▸ **Required work**:
[1] Answer these from the forum thread about PDF viewing in Scrivener:
(a) Which two kinds of settings had the person asking already tried changing?
(b) Which menu path does the first reply suggest opening?
(c) On what operating system did the last poster open the downloaded PDF?
[2] Proceed with the forum thread about PDF viewing in Scrivener, picking up right after its last post.

▸ **Excerpted passage**:
How To Improve PDF viewing inside Scrivener?

I import a lot of pdfs but the fonts are very choppy and difficult to read. I’ve tried changing the font hinting settings and Cleartype settings as suggested elsewhere but that doesn’t help. Is there a way to improve the legibility of pdfs in Scrivener without opening in another app?

Thanks

(Assume Scriv 3) Try when looking at PDF file in scriv, to then click view>pdf display and play with options, these are my current settings and no issues-see pic
Screenshot 2022-02-01 065811

Thanks, but that’s not what I meant. I mean the fonts are rendered without any anti aliasing, blocky and almost incorrect. See the attached image of the header.
scrivener-pdf-fonts

Do you have the same problem when view in microsoft edge? Or is this unique to scrivener. I have not seen this.

I don’t typically bring pdfs into Scrivener, but I have seen display issues as described, that do not appear when displayed in either Chrome or another pdf reader, such as aliasing being more noticeable, at lower zoom levels.

I just found online and downloaded what looks like the same pdf in your screenshot and brought it into Scrivener. It looked fine zoomed all the way up to maximum on Windows 10.

▸ **Stored items from a collection**:

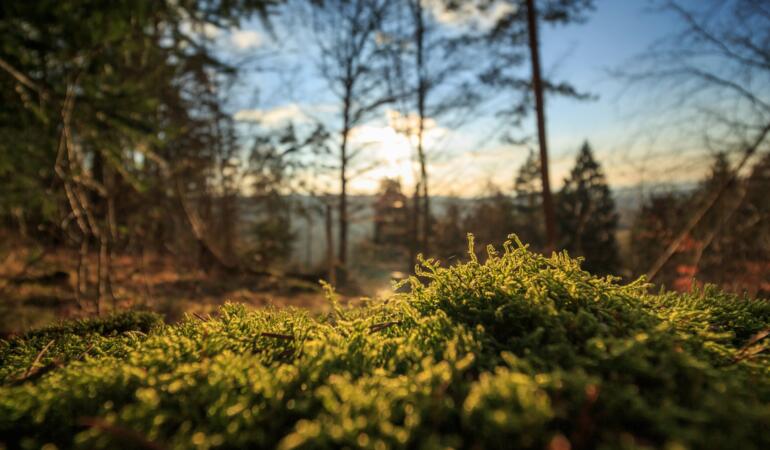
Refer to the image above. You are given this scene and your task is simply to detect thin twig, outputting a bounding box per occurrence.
[259,333,294,341]
[369,320,401,333]
[22,339,54,378]
[647,124,770,281]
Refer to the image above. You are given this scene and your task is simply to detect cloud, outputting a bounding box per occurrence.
[180,20,223,39]
[426,0,516,28]
[230,30,264,50]
[235,103,310,127]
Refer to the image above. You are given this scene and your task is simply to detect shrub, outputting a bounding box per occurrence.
[0,237,770,449]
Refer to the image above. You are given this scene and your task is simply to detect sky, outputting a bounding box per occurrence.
[202,0,700,196]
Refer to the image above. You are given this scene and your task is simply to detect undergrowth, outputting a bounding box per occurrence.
[0,238,770,450]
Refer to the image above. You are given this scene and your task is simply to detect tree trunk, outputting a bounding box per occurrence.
[326,202,337,285]
[527,0,557,252]
[337,83,353,283]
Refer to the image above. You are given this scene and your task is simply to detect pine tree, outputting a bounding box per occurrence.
[513,151,545,250]
[556,142,619,274]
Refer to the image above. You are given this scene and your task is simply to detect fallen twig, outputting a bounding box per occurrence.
[259,333,294,341]
[78,417,163,450]
[22,339,54,378]
[369,320,401,333]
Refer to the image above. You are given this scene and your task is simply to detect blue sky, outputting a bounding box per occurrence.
[207,0,700,195]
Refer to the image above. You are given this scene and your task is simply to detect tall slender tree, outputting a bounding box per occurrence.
[513,151,546,250]
[556,142,619,274]
[311,0,394,283]
[472,0,593,250]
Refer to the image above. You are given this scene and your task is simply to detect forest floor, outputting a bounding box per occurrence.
[0,246,389,336]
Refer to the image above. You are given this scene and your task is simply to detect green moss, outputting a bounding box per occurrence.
[0,237,770,449]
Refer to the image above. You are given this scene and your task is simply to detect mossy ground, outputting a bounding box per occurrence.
[0,237,770,450]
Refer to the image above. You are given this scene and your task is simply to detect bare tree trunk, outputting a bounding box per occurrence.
[414,0,431,257]
[407,182,421,273]
[326,201,337,285]
[337,88,352,283]
[527,0,557,252]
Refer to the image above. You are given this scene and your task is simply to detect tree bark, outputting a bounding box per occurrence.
[527,0,557,252]
[414,0,431,257]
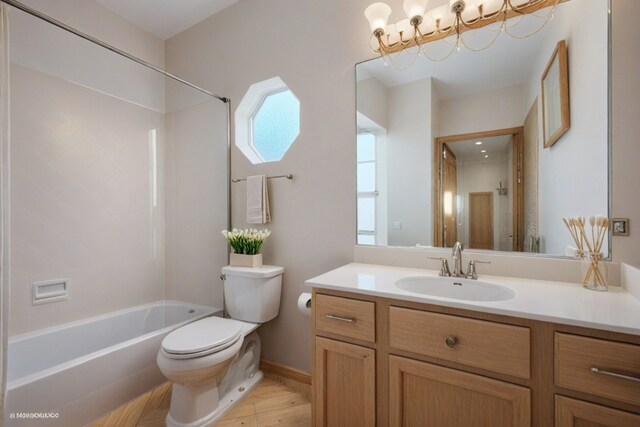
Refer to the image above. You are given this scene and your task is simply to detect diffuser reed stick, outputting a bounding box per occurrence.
[562,216,609,290]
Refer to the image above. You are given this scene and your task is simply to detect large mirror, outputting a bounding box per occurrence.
[356,0,610,256]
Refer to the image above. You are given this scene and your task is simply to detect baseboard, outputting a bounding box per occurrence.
[260,359,311,385]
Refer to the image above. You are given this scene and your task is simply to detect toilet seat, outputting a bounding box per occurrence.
[162,317,244,359]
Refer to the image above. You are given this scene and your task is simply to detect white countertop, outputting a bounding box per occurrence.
[306,263,640,335]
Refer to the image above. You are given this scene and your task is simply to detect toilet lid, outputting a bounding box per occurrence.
[162,316,243,356]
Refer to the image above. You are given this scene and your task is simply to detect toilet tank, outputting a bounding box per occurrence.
[222,265,284,323]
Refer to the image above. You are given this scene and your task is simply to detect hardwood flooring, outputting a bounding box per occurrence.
[89,373,311,427]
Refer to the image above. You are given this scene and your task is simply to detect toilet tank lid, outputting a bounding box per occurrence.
[222,265,284,279]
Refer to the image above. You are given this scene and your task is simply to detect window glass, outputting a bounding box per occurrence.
[252,90,300,162]
[358,162,376,193]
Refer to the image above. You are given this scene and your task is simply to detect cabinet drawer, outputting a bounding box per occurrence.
[314,294,376,343]
[556,395,640,427]
[555,333,640,405]
[389,307,531,379]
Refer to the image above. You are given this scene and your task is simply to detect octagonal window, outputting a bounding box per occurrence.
[236,77,300,164]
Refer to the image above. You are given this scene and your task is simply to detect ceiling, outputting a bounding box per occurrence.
[447,135,512,162]
[97,0,238,40]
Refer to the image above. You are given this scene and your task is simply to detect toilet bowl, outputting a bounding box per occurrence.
[157,266,284,427]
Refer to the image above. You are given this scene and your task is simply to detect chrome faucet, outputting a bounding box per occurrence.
[451,242,465,277]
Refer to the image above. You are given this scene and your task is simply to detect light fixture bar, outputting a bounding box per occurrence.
[368,0,569,56]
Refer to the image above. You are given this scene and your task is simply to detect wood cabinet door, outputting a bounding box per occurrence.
[556,396,640,427]
[313,337,376,427]
[389,356,531,427]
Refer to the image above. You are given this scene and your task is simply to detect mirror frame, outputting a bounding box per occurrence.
[353,0,613,262]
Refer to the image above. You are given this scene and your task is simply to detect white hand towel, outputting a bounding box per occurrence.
[247,175,271,224]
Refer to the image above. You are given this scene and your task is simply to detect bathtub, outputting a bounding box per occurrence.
[4,301,221,426]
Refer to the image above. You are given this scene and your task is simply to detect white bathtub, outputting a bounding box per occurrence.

▸ **Responses to the exercise**:
[1]
(a) Font hinting settings and Cleartype settings.
(b) View > PDF Display.
(c) Windows 10.

[2]
How faithful is your screenshot?

What does the pdf look like in Chrome?

Yes, I’ve brought that into Chrome, 2 different pdf readers and Edge and the pdf scales and anti aliases properly so it is legible even at less than 100%. (My screenshot was the pdf at 100%.) I’m pretty sure it’s Scrivener that’s the problem. I don’t want to zoom everything up just for the document to be legible. At 100% there is noticeable aliasing that makes it difficult to read. Scrivener is not scaling or anti aliasing properly. Even if you zoom up to 2x you will still see aliasing in the fonts.

I just want to be able to turn on proper scaling and anti aliasing in Scrivener so pdfs look like they do on a normal PDF reader.

You can try playing with these settings in Options (click on the question marks to see what things are):


Sorry, I read back and saw that you tried these? Note that Scrivener’s PDF viewer is fairly basic and you might be able to get better quality from Acrobat Reader or other viewer that is just a viewer.

That is true. Given Scrivener’s limited pdf functionality, and that imported pdfs increase the size of projects, depending on how one works and the kind of pdfs involved, there may be little advantage to importing.

In another thread about a month ago, I posted this, which might also be useful here.

When I want to include a pdf in a scriv project, I create a binder doc where I want it, give it the name of the pdf, then (from Windows Explorer) drag the pdf right into that document’s edit window, where a link is created to the pdf. When clicked it opens right up in my default pdf viewer. If the pdf is in a stable location, it should continue to work. And, as the pdf is updated, it should always open the most recent version, if it is saved with the same name and location.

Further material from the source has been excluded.